Dataset excerpt
· · · · · · ·
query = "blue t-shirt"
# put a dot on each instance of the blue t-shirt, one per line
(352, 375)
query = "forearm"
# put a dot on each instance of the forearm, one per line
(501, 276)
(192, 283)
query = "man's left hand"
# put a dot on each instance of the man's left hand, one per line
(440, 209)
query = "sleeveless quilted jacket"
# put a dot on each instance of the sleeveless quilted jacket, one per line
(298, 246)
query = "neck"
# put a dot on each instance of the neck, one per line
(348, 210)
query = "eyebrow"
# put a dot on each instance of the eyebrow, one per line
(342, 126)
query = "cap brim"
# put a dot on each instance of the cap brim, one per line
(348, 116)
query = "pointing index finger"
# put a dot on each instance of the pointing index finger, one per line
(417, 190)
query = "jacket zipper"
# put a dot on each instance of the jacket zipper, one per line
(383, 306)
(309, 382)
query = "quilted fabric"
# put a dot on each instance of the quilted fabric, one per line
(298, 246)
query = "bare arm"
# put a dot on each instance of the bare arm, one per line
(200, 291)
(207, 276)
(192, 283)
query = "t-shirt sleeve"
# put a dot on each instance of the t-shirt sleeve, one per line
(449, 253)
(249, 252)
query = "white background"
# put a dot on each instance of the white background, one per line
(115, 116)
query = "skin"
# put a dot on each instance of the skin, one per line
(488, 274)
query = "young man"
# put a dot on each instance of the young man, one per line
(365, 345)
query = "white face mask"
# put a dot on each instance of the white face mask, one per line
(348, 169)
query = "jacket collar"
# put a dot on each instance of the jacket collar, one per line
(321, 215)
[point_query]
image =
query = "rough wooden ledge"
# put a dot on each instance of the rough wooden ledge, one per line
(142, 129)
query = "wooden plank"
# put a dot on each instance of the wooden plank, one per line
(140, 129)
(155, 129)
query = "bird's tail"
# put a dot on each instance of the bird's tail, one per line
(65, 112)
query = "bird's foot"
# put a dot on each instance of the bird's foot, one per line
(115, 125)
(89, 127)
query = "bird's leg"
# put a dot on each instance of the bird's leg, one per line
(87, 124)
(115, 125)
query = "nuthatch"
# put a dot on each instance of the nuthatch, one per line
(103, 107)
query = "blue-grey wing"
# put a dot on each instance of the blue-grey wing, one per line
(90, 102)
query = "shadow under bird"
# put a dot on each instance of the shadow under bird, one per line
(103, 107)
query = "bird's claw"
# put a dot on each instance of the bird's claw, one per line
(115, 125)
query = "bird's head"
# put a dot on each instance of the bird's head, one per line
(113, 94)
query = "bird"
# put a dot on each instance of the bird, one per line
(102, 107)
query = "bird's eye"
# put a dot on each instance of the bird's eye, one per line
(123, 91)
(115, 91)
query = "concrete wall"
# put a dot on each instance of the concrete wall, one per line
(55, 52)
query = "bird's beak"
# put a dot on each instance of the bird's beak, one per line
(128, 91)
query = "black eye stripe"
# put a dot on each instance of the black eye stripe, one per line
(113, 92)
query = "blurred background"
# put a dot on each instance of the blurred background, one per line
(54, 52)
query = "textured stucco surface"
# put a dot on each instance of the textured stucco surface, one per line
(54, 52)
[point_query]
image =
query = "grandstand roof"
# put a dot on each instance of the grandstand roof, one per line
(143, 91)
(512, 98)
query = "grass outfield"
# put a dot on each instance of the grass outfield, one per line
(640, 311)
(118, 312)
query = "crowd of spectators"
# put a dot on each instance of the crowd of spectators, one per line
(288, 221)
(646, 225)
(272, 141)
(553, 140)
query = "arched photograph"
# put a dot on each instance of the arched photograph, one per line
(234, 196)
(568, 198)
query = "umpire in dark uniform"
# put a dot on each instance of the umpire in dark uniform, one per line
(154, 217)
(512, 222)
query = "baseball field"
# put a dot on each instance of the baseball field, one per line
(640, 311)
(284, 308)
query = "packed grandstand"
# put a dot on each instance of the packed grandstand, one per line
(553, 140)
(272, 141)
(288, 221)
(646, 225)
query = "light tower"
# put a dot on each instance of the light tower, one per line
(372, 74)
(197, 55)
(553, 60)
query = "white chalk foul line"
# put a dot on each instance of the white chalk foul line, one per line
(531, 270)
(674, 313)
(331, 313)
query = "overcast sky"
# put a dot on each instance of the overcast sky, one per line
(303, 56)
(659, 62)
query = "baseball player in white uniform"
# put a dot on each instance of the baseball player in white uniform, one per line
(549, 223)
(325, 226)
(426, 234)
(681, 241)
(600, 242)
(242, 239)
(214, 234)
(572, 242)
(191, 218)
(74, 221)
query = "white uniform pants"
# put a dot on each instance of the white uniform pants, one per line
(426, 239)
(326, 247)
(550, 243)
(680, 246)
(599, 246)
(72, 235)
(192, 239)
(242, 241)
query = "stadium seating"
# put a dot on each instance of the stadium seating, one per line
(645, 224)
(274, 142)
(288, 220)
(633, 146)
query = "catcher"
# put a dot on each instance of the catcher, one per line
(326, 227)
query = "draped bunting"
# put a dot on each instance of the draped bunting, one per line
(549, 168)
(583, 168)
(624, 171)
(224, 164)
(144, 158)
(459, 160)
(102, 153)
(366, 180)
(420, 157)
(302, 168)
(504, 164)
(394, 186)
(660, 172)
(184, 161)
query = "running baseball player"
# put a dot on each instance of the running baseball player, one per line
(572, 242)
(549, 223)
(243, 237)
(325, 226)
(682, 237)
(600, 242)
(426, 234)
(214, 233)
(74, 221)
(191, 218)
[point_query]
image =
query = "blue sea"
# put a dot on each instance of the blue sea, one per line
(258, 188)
· · · · · · ·
* [WHAT IS EXPECTED]
Write out all the data again, exactly as it appears.

* [RESPONSE BELOW]
query = "blue t-shirt"
# put a dot on each instance of the blue t-shirt, one per line
(352, 375)
query = "forearm"
# put a dot on each instance of the forearm, one per line
(501, 276)
(192, 283)
query = "man's left hand"
# put a dot on each instance of the man's left hand, one per line
(440, 209)
query = "sleeveless quilted jacket"
# put a dot on each instance of the sleeveless quilted jacket, one per line
(298, 246)
query = "neck"
# put a dot on each instance of the neck, one per line
(348, 210)
query = "eyebrow"
# put a dot on each instance of the eyebrow, one per line
(342, 126)
query = "cap brim"
# put a dot on each instance of the cap brim, one per line
(348, 116)
query = "pointing index finger"
# put a dot on each instance of the pointing index finger, one per line
(417, 190)
query = "jacket zipper"
# put a dot on each instance of the jacket zipper, one per line
(383, 306)
(309, 382)
query = "quilted fabric"
# put a dot on each instance of the quilted fabric, one per line
(298, 246)
query = "bare arm"
# put a dot on each instance of the bare arm, one per line
(200, 291)
(207, 276)
(192, 283)
query = "t-shirt sleeve"
# put a dot on each instance of the t-shirt sleeve, one per line
(449, 253)
(249, 252)
query = "white background"
# put a dot on each instance of the white background, one per line
(115, 116)
query = "skin"
# put a dot on each instance of the skin, one per line
(488, 274)
query = "young man"
# put a dot on each instance of the young man, one per line
(365, 345)
query = "white face mask"
# put a dot on each instance of the white face mask, one per line
(348, 169)
query = "jacket collar"
# put a dot on each instance of the jacket collar, one per line
(321, 215)
[point_query]
image =
query = "rough wooden ledge"
# put a dot on each instance of the rough wooden ledge, one per line
(142, 129)
query = "wooden plank"
# put a dot on each instance of the wooden plank, one per line
(140, 129)
(155, 129)
query = "bird's tail"
# put a dot on each instance of the bird's tail, one per line
(65, 112)
query = "bird's foot"
# put a dot on each instance of the bird's foot, one per line
(115, 125)
(89, 127)
query = "bird's leg"
# put a dot on each instance of the bird's leg, one per line
(87, 124)
(115, 125)
query = "nuthatch"
# put a dot on each instance of the nuthatch, one per line
(103, 107)
query = "blue-grey wing"
# put a dot on each instance of the blue-grey wing, one per line
(90, 102)
query = "shadow under bird"
# put a dot on each instance of the shadow under bird, one per line
(103, 107)
query = "bird's claw"
# put a dot on each instance of the bird's claw, one per line
(115, 125)
query = "bird's head"
# put a dot on each instance of the bird's head, one per line
(113, 94)
query = "bird"
# put a dot on each instance of the bird, one per line
(102, 107)
query = "bird's eye"
# put a dot on each instance of the bird's eye, one per line
(123, 91)
(115, 91)
query = "concrete wall"
# put a dot on each instance of the concrete wall, one per line
(55, 52)
query = "bird's beak"
# put a dot on each instance of the bird's beak, one per line
(128, 91)
query = "black eye stripe"
# put a dot on each instance of the black eye stripe, one per line
(113, 92)
query = "blurred background"
# put a dot on each instance of the blurred background, one per line
(54, 52)
query = "textured stucco surface"
# put a dot on each instance of the textured stucco surface, one per line
(54, 52)
[point_query]
image =
query = "grandstand roof"
# put a dot on each instance of the grandstand roof, one per line
(143, 91)
(512, 98)
query = "grass outfield"
# put a dot on each instance of the grass outfield, one per line
(640, 311)
(118, 312)
query = "crowd of spectators"
# put a dot on each instance of the crowd of spectators, one per line
(288, 221)
(646, 225)
(272, 141)
(553, 140)
query = "arched photograph"
# put a dot on each instance of the arched photograph, one per line
(234, 196)
(568, 198)
query = "umpire in dark uniform"
# put a dot on each instance of the umpire in dark uniform, one per line
(154, 217)
(512, 222)
query = "baseball field"
# put a dot on each instance of the baseball field, one per line
(640, 311)
(284, 308)
query = "packed grandstand"
# put a dot on each instance of the packed grandstand, one per line
(553, 140)
(272, 141)
(288, 221)
(646, 225)
query = "light tower"
# put a dot on each instance of the light tower, one per line
(372, 74)
(197, 55)
(553, 60)
query = "white chalk foul line"
# put a dot on each instance of the white chalk foul line, one per line
(531, 270)
(674, 313)
(331, 313)
query = "overcast sky"
# put a dot on each instance of the overcast sky, one per line
(303, 56)
(659, 62)
query = "baseball player in white uniform"
# put a dot on each instance of the baseball player in white uniform, one per line
(549, 223)
(325, 226)
(426, 234)
(681, 241)
(600, 242)
(242, 239)
(214, 234)
(572, 242)
(191, 218)
(74, 221)
query = "white uniform pants"
# put a dot on each instance of the white uniform pants, one per line
(426, 239)
(326, 247)
(550, 243)
(680, 246)
(599, 246)
(72, 235)
(192, 239)
(242, 241)
query = "stadium seating"
# put a dot on each instance of the stadium seating, one per line
(645, 224)
(274, 142)
(288, 220)
(633, 146)
query = "catcher"
# put a dot on each instance of the catcher, one per line
(326, 227)
query = "draped bunting"
# put a dot on each instance of the draped bunting, one per line
(549, 168)
(583, 168)
(624, 171)
(224, 164)
(144, 158)
(459, 160)
(102, 153)
(366, 180)
(420, 157)
(302, 168)
(504, 164)
(394, 186)
(660, 172)
(184, 161)
query = "running baseball player"
# put a dot on each instance of the running baseball player, one per line
(572, 242)
(549, 223)
(243, 237)
(325, 226)
(682, 237)
(600, 242)
(426, 234)
(214, 233)
(74, 221)
(191, 218)
[point_query]
image =
query = "blue sea"
# put a dot on each instance of the blue sea, one per line
(258, 188)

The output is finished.